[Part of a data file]

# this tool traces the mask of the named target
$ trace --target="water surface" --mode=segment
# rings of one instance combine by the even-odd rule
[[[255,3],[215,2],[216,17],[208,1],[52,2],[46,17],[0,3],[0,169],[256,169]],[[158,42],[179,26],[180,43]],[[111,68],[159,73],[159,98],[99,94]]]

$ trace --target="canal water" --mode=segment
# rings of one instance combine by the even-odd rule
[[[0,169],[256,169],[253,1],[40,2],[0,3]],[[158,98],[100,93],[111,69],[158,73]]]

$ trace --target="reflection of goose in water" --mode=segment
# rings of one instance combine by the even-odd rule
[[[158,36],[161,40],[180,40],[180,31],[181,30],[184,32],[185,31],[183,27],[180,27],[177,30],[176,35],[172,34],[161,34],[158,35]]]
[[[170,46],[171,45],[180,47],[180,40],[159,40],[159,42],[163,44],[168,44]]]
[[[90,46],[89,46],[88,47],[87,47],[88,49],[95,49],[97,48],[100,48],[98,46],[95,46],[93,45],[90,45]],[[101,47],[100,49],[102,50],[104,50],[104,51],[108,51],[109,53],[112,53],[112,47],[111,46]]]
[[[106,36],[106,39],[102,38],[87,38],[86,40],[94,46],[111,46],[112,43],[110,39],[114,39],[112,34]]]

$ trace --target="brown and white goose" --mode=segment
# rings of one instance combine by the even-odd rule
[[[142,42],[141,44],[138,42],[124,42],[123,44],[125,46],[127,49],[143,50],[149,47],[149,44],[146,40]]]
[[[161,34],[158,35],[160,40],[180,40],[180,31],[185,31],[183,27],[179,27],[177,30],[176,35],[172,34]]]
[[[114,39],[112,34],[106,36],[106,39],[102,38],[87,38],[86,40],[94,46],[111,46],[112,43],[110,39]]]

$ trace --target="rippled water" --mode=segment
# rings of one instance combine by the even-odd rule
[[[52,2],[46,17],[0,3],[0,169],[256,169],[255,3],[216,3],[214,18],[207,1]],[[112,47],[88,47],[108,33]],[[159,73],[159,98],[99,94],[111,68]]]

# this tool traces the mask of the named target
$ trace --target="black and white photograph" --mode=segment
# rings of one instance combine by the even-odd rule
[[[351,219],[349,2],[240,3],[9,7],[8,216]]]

* * *

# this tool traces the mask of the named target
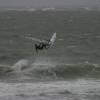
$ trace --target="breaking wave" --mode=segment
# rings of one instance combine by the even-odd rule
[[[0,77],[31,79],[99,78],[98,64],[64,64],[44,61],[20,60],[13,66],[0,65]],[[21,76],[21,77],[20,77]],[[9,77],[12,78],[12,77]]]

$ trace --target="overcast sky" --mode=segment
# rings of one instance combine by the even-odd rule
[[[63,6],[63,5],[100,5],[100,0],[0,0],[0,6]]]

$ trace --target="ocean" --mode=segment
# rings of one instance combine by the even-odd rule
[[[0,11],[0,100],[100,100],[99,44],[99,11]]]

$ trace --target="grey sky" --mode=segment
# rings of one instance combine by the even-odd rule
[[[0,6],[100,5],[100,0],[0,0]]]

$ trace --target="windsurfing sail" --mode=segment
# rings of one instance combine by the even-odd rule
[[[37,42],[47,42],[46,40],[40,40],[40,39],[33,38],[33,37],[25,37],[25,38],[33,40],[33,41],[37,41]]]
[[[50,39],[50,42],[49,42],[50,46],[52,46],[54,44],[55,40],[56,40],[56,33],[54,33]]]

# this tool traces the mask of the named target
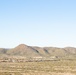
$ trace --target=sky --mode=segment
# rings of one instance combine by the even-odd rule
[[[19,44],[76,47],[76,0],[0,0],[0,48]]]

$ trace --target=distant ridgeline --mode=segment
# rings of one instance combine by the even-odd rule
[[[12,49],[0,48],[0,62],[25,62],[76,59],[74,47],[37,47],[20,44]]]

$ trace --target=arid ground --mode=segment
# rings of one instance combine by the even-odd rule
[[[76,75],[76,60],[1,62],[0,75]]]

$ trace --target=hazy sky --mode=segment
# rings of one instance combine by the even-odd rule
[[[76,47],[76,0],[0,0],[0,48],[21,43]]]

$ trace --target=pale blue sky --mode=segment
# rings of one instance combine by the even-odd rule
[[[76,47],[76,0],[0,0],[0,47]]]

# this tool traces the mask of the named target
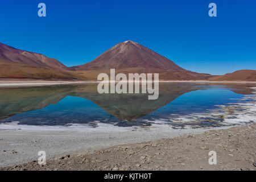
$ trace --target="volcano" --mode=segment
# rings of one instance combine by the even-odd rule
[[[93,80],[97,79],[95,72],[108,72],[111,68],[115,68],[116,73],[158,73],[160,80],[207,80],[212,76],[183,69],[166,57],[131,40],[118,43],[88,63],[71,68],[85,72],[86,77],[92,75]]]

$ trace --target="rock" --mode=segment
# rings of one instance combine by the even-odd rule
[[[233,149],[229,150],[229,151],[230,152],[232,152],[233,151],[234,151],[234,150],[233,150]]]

WRITTEN REQUEST: Write out again the part of the material that opens with the line containing "of goose in" and closes with the line containing "[[[351,219],[349,2],[240,3],[9,7],[8,216]]]", both lines included, leaving the commands and comments as they are. Multiply every polygon coordinate in the answers by 1.1 and round each result to the nearest whole number, with halves rounded up.

TASK RESULT:
$ trace --target="reflection of goose in water" --mode=segment
# rings of one instance combine by the even-odd rule
[[[174,40],[177,44],[198,44],[198,34],[199,33],[202,35],[204,34],[201,30],[198,30],[195,33],[194,39],[189,37],[177,37],[174,39]]]
[[[187,51],[188,50],[198,52],[198,44],[175,44],[175,46],[179,48],[185,48]]]
[[[99,51],[98,51],[97,52],[96,52],[97,54],[105,54],[107,53],[110,53],[108,51],[105,51],[102,50],[99,50]],[[111,52],[110,54],[112,55],[114,55],[114,56],[119,56],[120,58],[123,58],[123,52],[122,51]]]
[[[117,40],[117,43],[112,42],[96,42],[95,44],[103,51],[122,51],[123,47],[121,43],[125,43],[123,37]]]

$ trace --target="brown and white goose" --mode=segment
# rings of one instance combine by the even-odd rule
[[[156,46],[155,48],[152,46],[136,46],[135,48],[138,51],[140,54],[157,55],[164,52],[164,48],[161,44]]]
[[[177,37],[174,39],[176,44],[198,44],[198,34],[204,34],[201,30],[197,30],[195,33],[194,39],[189,37]]]
[[[125,43],[123,37],[117,40],[117,43],[112,42],[96,42],[95,44],[103,51],[122,51],[123,47],[121,43]]]

$ trace --target="rippled water" --mode=segment
# rings of one instance combine by the even-odd rule
[[[57,2],[51,19],[0,3],[0,186],[282,186],[281,3],[238,3],[235,20],[228,1]],[[123,52],[97,52],[119,36]],[[175,80],[175,108],[109,103],[122,75]]]

# this tool traces the mask of the named target
$ trace --target="black and white photograph" --mode=segment
# rings of one instance combine by the even-odd rule
[[[386,241],[384,2],[264,3],[10,8],[9,238]]]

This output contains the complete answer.